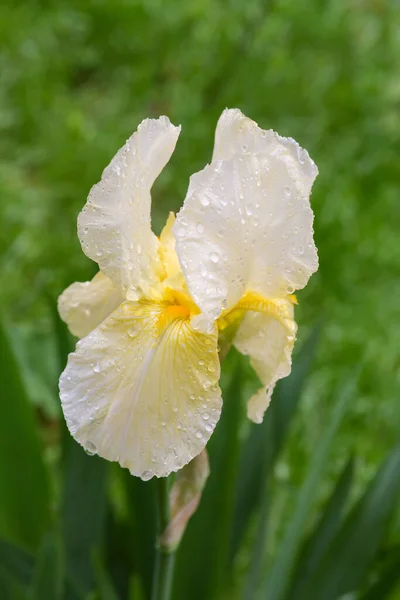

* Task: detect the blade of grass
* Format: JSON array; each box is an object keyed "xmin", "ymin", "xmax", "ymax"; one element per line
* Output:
[
  {"xmin": 230, "ymin": 326, "xmax": 321, "ymax": 562},
  {"xmin": 303, "ymin": 445, "xmax": 400, "ymax": 600},
  {"xmin": 173, "ymin": 350, "xmax": 245, "ymax": 600},
  {"xmin": 61, "ymin": 439, "xmax": 108, "ymax": 593},
  {"xmin": 287, "ymin": 458, "xmax": 354, "ymax": 600},
  {"xmin": 31, "ymin": 532, "xmax": 64, "ymax": 600},
  {"xmin": 261, "ymin": 374, "xmax": 358, "ymax": 600}
]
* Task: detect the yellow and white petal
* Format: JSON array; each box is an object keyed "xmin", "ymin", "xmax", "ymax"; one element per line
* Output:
[
  {"xmin": 213, "ymin": 108, "xmax": 318, "ymax": 194},
  {"xmin": 78, "ymin": 117, "xmax": 180, "ymax": 299},
  {"xmin": 159, "ymin": 212, "xmax": 184, "ymax": 288},
  {"xmin": 173, "ymin": 154, "xmax": 318, "ymax": 321},
  {"xmin": 60, "ymin": 301, "xmax": 222, "ymax": 480},
  {"xmin": 234, "ymin": 299, "xmax": 297, "ymax": 423},
  {"xmin": 58, "ymin": 271, "xmax": 123, "ymax": 338}
]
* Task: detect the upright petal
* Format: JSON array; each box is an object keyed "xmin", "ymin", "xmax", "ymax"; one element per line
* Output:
[
  {"xmin": 213, "ymin": 108, "xmax": 318, "ymax": 194},
  {"xmin": 60, "ymin": 301, "xmax": 221, "ymax": 479},
  {"xmin": 78, "ymin": 117, "xmax": 180, "ymax": 299},
  {"xmin": 58, "ymin": 271, "xmax": 123, "ymax": 338},
  {"xmin": 234, "ymin": 299, "xmax": 297, "ymax": 423},
  {"xmin": 159, "ymin": 212, "xmax": 184, "ymax": 287},
  {"xmin": 174, "ymin": 153, "xmax": 318, "ymax": 321}
]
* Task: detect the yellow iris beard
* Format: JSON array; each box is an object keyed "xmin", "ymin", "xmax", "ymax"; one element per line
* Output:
[{"xmin": 126, "ymin": 288, "xmax": 297, "ymax": 350}]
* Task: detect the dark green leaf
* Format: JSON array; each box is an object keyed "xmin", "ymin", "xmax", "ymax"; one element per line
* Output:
[
  {"xmin": 173, "ymin": 350, "xmax": 244, "ymax": 600},
  {"xmin": 0, "ymin": 567, "xmax": 27, "ymax": 600},
  {"xmin": 62, "ymin": 439, "xmax": 108, "ymax": 593},
  {"xmin": 287, "ymin": 458, "xmax": 354, "ymax": 600},
  {"xmin": 32, "ymin": 532, "xmax": 64, "ymax": 600},
  {"xmin": 303, "ymin": 446, "xmax": 400, "ymax": 600},
  {"xmin": 93, "ymin": 551, "xmax": 118, "ymax": 600},
  {"xmin": 0, "ymin": 540, "xmax": 35, "ymax": 597},
  {"xmin": 230, "ymin": 326, "xmax": 320, "ymax": 560},
  {"xmin": 360, "ymin": 547, "xmax": 400, "ymax": 600},
  {"xmin": 0, "ymin": 326, "xmax": 49, "ymax": 548},
  {"xmin": 262, "ymin": 375, "xmax": 358, "ymax": 600},
  {"xmin": 119, "ymin": 470, "xmax": 157, "ymax": 598}
]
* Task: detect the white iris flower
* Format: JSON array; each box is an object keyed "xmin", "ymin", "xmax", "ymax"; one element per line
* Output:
[{"xmin": 59, "ymin": 110, "xmax": 318, "ymax": 480}]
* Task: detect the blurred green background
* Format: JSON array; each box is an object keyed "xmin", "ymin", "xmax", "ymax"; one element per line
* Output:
[{"xmin": 0, "ymin": 0, "xmax": 400, "ymax": 600}]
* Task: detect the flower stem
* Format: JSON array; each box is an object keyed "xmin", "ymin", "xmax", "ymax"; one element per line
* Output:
[{"xmin": 151, "ymin": 477, "xmax": 175, "ymax": 600}]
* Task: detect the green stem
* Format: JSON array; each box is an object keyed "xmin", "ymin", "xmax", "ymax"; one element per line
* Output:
[{"xmin": 151, "ymin": 477, "xmax": 175, "ymax": 600}]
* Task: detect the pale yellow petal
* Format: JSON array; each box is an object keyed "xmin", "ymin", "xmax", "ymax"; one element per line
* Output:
[
  {"xmin": 234, "ymin": 299, "xmax": 297, "ymax": 423},
  {"xmin": 173, "ymin": 153, "xmax": 318, "ymax": 322},
  {"xmin": 60, "ymin": 301, "xmax": 221, "ymax": 480},
  {"xmin": 78, "ymin": 117, "xmax": 180, "ymax": 299},
  {"xmin": 58, "ymin": 271, "xmax": 123, "ymax": 338},
  {"xmin": 159, "ymin": 212, "xmax": 184, "ymax": 287},
  {"xmin": 213, "ymin": 108, "xmax": 318, "ymax": 194}
]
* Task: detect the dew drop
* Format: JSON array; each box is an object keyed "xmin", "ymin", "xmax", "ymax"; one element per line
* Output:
[{"xmin": 210, "ymin": 252, "xmax": 219, "ymax": 263}]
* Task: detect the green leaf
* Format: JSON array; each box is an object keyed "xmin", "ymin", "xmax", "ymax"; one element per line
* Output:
[
  {"xmin": 360, "ymin": 547, "xmax": 400, "ymax": 600},
  {"xmin": 0, "ymin": 567, "xmax": 27, "ymax": 600},
  {"xmin": 173, "ymin": 349, "xmax": 244, "ymax": 600},
  {"xmin": 0, "ymin": 539, "xmax": 35, "ymax": 597},
  {"xmin": 61, "ymin": 439, "xmax": 108, "ymax": 593},
  {"xmin": 303, "ymin": 445, "xmax": 400, "ymax": 600},
  {"xmin": 0, "ymin": 326, "xmax": 49, "ymax": 548},
  {"xmin": 287, "ymin": 458, "xmax": 354, "ymax": 600},
  {"xmin": 230, "ymin": 326, "xmax": 320, "ymax": 561},
  {"xmin": 120, "ymin": 469, "xmax": 157, "ymax": 598},
  {"xmin": 261, "ymin": 375, "xmax": 358, "ymax": 600},
  {"xmin": 32, "ymin": 532, "xmax": 64, "ymax": 600}
]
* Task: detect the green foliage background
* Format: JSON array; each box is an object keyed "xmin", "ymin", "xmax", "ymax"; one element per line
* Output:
[{"xmin": 0, "ymin": 0, "xmax": 400, "ymax": 600}]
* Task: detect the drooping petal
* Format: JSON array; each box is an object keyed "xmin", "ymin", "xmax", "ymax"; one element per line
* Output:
[
  {"xmin": 78, "ymin": 117, "xmax": 180, "ymax": 299},
  {"xmin": 234, "ymin": 299, "xmax": 297, "ymax": 423},
  {"xmin": 213, "ymin": 108, "xmax": 318, "ymax": 194},
  {"xmin": 174, "ymin": 153, "xmax": 318, "ymax": 322},
  {"xmin": 60, "ymin": 301, "xmax": 221, "ymax": 480},
  {"xmin": 58, "ymin": 271, "xmax": 123, "ymax": 338}
]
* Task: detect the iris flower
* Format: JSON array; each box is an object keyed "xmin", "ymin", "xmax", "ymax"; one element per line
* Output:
[{"xmin": 59, "ymin": 109, "xmax": 318, "ymax": 480}]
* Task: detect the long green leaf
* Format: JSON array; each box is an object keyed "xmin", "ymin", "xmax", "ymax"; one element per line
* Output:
[
  {"xmin": 122, "ymin": 469, "xmax": 157, "ymax": 598},
  {"xmin": 360, "ymin": 547, "xmax": 400, "ymax": 600},
  {"xmin": 287, "ymin": 458, "xmax": 354, "ymax": 600},
  {"xmin": 261, "ymin": 376, "xmax": 358, "ymax": 600},
  {"xmin": 0, "ymin": 539, "xmax": 83, "ymax": 600},
  {"xmin": 0, "ymin": 567, "xmax": 27, "ymax": 600},
  {"xmin": 0, "ymin": 539, "xmax": 35, "ymax": 587},
  {"xmin": 304, "ymin": 445, "xmax": 400, "ymax": 600},
  {"xmin": 0, "ymin": 326, "xmax": 49, "ymax": 548},
  {"xmin": 93, "ymin": 552, "xmax": 118, "ymax": 600},
  {"xmin": 32, "ymin": 532, "xmax": 64, "ymax": 600},
  {"xmin": 61, "ymin": 439, "xmax": 108, "ymax": 593},
  {"xmin": 230, "ymin": 326, "xmax": 320, "ymax": 564},
  {"xmin": 173, "ymin": 350, "xmax": 244, "ymax": 600}
]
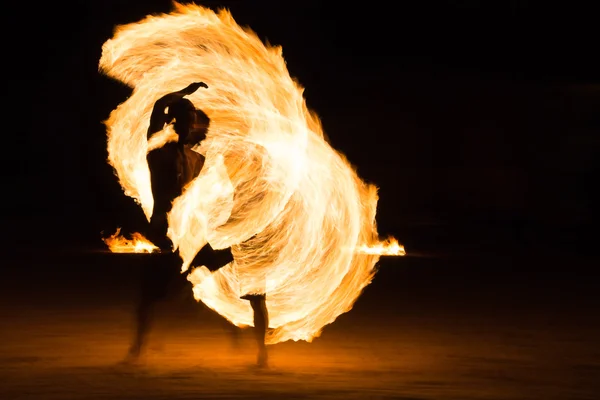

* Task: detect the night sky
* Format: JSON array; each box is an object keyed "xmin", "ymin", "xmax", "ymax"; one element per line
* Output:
[{"xmin": 3, "ymin": 0, "xmax": 600, "ymax": 251}]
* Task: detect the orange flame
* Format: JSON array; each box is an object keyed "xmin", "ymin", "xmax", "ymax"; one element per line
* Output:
[
  {"xmin": 102, "ymin": 228, "xmax": 158, "ymax": 253},
  {"xmin": 358, "ymin": 238, "xmax": 406, "ymax": 256},
  {"xmin": 100, "ymin": 3, "xmax": 403, "ymax": 343}
]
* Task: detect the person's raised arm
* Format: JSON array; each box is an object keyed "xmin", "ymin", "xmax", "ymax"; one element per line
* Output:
[{"xmin": 147, "ymin": 82, "xmax": 208, "ymax": 139}]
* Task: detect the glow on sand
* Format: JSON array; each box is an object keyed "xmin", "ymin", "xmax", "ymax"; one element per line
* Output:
[{"xmin": 100, "ymin": 4, "xmax": 404, "ymax": 344}]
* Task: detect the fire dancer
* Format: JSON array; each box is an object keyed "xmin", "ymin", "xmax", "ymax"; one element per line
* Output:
[{"xmin": 126, "ymin": 82, "xmax": 268, "ymax": 366}]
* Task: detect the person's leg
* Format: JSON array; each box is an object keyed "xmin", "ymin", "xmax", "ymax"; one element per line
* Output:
[
  {"xmin": 127, "ymin": 299, "xmax": 155, "ymax": 361},
  {"xmin": 242, "ymin": 295, "xmax": 269, "ymax": 367}
]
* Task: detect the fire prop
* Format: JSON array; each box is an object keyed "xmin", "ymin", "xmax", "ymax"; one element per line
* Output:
[
  {"xmin": 100, "ymin": 4, "xmax": 404, "ymax": 343},
  {"xmin": 102, "ymin": 228, "xmax": 158, "ymax": 253}
]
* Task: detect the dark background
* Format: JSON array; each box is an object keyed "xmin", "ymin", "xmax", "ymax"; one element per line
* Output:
[
  {"xmin": 0, "ymin": 0, "xmax": 600, "ymax": 400},
  {"xmin": 3, "ymin": 0, "xmax": 600, "ymax": 252}
]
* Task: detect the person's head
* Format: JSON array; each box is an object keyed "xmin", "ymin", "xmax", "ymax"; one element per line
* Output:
[{"xmin": 167, "ymin": 98, "xmax": 210, "ymax": 144}]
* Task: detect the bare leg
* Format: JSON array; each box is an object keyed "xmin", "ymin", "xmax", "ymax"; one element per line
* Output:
[
  {"xmin": 242, "ymin": 295, "xmax": 269, "ymax": 367},
  {"xmin": 125, "ymin": 301, "xmax": 154, "ymax": 362}
]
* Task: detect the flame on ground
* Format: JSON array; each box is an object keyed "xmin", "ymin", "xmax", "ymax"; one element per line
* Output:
[
  {"xmin": 102, "ymin": 228, "xmax": 158, "ymax": 253},
  {"xmin": 100, "ymin": 3, "xmax": 403, "ymax": 343}
]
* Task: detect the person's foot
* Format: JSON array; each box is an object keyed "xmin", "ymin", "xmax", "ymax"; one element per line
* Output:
[{"xmin": 120, "ymin": 346, "xmax": 141, "ymax": 365}]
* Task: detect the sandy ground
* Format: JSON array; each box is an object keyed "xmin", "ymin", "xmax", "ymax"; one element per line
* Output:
[{"xmin": 0, "ymin": 248, "xmax": 600, "ymax": 400}]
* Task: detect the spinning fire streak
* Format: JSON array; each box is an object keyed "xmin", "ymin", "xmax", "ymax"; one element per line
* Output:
[{"xmin": 100, "ymin": 4, "xmax": 405, "ymax": 343}]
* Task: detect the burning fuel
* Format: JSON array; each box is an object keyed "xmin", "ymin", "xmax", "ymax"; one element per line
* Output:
[{"xmin": 100, "ymin": 4, "xmax": 405, "ymax": 343}]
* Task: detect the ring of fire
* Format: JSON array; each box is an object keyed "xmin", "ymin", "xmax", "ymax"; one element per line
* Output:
[{"xmin": 100, "ymin": 4, "xmax": 404, "ymax": 343}]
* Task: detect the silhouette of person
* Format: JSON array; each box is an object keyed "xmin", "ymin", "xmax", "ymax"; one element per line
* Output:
[{"xmin": 126, "ymin": 82, "xmax": 268, "ymax": 366}]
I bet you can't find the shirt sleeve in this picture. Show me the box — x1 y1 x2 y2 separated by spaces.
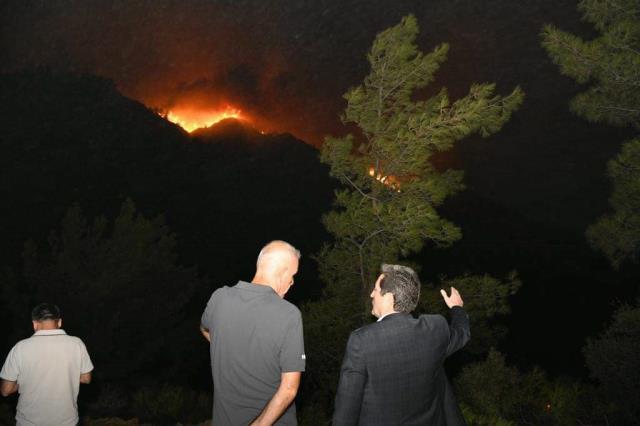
0 345 20 382
200 288 222 330
280 310 306 373
80 340 93 374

-------

**What you need to do:**
Identify every line of the records that contains the word "dark", treating case as significant, and copy each of those lines.

**The response:**
* Task: detect the dark green leaf
* Task: detect the dark background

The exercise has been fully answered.